> Your instructions:
Select every line of the records that contains the string "segment", and copy each such line in full.

* * * * * * * * *

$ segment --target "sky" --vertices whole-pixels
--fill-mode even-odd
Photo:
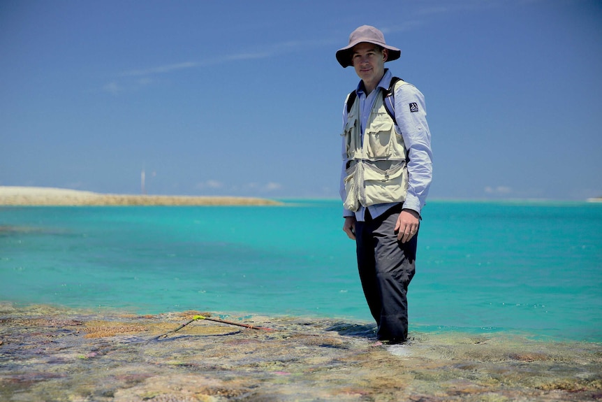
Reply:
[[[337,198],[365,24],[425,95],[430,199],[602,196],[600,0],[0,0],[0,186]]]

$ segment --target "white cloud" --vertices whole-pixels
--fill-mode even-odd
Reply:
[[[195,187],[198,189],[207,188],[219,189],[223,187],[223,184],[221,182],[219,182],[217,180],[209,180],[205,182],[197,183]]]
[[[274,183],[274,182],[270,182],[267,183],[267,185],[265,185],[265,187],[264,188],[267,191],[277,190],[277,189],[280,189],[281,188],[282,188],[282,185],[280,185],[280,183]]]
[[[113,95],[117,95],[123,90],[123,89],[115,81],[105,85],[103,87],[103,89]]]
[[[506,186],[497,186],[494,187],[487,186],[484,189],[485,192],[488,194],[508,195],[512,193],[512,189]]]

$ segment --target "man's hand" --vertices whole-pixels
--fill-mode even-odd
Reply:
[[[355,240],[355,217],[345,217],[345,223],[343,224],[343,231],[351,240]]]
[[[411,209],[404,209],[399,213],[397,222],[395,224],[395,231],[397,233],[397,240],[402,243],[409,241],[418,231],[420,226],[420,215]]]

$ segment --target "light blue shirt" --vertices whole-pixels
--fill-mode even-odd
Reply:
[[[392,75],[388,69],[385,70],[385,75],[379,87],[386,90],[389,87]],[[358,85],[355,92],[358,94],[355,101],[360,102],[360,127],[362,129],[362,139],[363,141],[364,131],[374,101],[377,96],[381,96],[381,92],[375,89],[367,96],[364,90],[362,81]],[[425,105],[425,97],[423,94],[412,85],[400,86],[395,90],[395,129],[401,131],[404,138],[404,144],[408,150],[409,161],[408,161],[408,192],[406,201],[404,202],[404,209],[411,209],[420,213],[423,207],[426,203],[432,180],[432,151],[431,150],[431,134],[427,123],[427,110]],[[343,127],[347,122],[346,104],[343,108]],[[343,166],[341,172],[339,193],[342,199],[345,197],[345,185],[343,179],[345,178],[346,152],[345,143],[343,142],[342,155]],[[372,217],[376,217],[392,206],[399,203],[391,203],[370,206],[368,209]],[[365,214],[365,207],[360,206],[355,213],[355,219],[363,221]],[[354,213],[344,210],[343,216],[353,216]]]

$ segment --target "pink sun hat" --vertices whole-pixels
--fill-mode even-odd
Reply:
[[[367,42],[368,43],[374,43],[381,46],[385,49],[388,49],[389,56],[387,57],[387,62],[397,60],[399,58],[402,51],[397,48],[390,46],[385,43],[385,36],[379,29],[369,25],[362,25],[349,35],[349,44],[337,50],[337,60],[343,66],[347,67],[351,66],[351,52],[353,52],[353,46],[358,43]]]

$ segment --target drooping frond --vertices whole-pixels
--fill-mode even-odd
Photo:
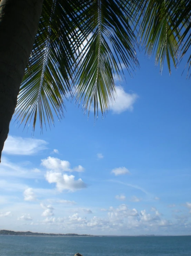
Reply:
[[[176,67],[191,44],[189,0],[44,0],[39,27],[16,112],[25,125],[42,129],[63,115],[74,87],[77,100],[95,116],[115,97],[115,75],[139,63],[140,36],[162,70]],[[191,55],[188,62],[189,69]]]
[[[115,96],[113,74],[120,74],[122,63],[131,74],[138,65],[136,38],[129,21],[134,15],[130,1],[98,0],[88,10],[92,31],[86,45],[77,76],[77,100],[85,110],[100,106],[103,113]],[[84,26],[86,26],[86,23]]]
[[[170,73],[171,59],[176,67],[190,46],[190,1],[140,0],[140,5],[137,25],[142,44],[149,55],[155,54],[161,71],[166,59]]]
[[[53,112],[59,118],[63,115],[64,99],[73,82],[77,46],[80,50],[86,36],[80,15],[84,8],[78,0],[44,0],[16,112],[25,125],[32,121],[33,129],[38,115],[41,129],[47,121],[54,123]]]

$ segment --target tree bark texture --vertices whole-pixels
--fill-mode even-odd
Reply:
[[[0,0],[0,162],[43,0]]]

* * * * * * * * *

> Solution to the problem:
$ segment --target "sky" --vertices whole-pixels
$ segment --target "white cloud" --vertices whole-pixels
$ segment --target "man's hand" --vertices whole-pixels
$ segment --target "light blue shirt" --vertices whole-pixels
$ segment --target "pink sun hat" --vertices whole-pixels
$ segment --target drooping frond --vertices whole-pixels
$ segment --target tree bark texture --vertices whole-pixels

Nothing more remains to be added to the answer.